Aim of the task:
Please rewrite the stretch from the row containing "Note: point at the doorway" through the end of the rows, changing "baseboard" to "skirting board" and keeping everything else the same.

Raw data:
┌──

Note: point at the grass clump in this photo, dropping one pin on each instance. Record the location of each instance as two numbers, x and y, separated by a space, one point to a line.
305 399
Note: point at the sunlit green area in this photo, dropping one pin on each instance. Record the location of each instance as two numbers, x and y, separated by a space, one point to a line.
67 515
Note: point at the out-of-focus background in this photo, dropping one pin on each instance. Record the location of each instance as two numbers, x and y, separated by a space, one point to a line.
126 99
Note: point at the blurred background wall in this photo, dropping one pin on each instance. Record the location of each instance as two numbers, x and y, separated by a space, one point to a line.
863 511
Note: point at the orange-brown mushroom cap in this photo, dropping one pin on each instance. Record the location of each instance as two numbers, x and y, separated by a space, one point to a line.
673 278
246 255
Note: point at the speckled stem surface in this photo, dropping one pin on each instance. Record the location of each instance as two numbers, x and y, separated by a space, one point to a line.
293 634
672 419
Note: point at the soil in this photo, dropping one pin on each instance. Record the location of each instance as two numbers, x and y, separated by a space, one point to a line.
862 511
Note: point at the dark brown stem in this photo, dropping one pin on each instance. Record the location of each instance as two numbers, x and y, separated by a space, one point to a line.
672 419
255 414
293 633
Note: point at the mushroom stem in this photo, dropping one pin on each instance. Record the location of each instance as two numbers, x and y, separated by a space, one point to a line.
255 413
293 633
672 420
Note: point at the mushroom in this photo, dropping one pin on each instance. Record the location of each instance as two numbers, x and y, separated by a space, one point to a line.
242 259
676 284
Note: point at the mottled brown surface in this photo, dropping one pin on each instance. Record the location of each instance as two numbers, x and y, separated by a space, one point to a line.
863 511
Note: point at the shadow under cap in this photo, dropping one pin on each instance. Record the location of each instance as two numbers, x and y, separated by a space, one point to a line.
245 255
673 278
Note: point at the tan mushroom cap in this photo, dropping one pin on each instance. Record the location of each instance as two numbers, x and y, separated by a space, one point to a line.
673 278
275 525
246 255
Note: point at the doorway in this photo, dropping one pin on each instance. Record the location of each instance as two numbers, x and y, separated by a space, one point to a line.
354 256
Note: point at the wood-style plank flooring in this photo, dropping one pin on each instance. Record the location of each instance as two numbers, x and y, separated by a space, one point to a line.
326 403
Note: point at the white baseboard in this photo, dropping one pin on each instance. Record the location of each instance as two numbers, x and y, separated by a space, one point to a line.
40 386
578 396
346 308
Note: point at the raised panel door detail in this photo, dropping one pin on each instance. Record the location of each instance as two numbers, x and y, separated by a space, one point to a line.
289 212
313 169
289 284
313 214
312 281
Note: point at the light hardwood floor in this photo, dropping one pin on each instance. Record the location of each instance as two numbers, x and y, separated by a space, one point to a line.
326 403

└──

Exercise solution:
Note: point at the doorway in this photo, dropping one pin on each instance. Record the location of each instance as two numbers, x and y, separated by a space, one point to a line.
354 256
Note: point at the wood-style plank flooring in this photo, dropping one pin on each instance. Record the location of each instance as two numbers, x and y, separated by a space, one point to a line.
326 403
Note: point at the white skirting board in this photo, dropping one pin on each instance. Record the location of each instance as two numbers, x and y, separated by a space, one point to a line.
40 386
578 396
346 308
Note: point at the raised panel door detail in this photo, dropping one pin on each instance. Record the location of each instance as two numbers, x and y, separated by a space, one point to a line.
289 212
313 169
289 284
313 214
312 281
Note: point at the light hardwood floor in this photo, dropping one pin on each instance. Record the location of each instance as two numbers, x and y, separated by a space, one point to a line.
326 403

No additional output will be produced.